START DATA PROVIDED

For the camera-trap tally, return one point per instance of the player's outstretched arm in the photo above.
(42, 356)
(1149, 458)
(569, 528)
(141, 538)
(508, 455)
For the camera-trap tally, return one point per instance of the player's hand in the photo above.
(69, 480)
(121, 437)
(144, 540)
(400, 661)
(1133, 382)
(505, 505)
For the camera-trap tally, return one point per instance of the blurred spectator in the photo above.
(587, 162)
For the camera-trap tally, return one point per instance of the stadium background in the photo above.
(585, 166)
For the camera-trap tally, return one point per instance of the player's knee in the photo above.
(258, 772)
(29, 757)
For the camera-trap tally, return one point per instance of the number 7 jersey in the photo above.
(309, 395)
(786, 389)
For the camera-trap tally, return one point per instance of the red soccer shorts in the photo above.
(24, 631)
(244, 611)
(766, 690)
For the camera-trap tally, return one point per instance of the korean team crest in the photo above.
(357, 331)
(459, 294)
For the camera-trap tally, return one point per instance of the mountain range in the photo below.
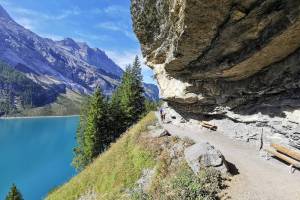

END DATA PROVIDED

__PROMPT__. Word for word, give the entries back in full; the pictures do not belong in the copy.

__WORKED SOLUTION__.
For the camera-trap tally, return one point per instance of the player's outstretched arm in the photo above.
(42, 356)
(1149, 458)
(569, 528)
(141, 538)
(508, 455)
For the camera-trap tally, return one point per instance of the player's hand in the photo above.
(69, 480)
(121, 437)
(144, 540)
(400, 661)
(1133, 382)
(505, 505)
For the camera-trap tally, return one point per instance of the blurred spectator in the photo above.
(587, 162)
For the camera-trap tally, return one point per instance of the stadium background in the photo above.
(585, 166)
For the camera-trap tally, return one point per instance of the player's knee in the photo above.
(258, 772)
(29, 757)
For the camera-trap tally, return one point per instance of the number 7 jersey in the photo above.
(309, 395)
(786, 389)
For the camera-trap tally, return one point per instance of the red soccer shorts in the photo above.
(24, 631)
(244, 611)
(766, 690)
For the camera-trap tally, return one point per instance of the korean team crest in the photo above.
(357, 331)
(459, 294)
For the camera-trap tally, return one point per instance of the mountain range in the photo below.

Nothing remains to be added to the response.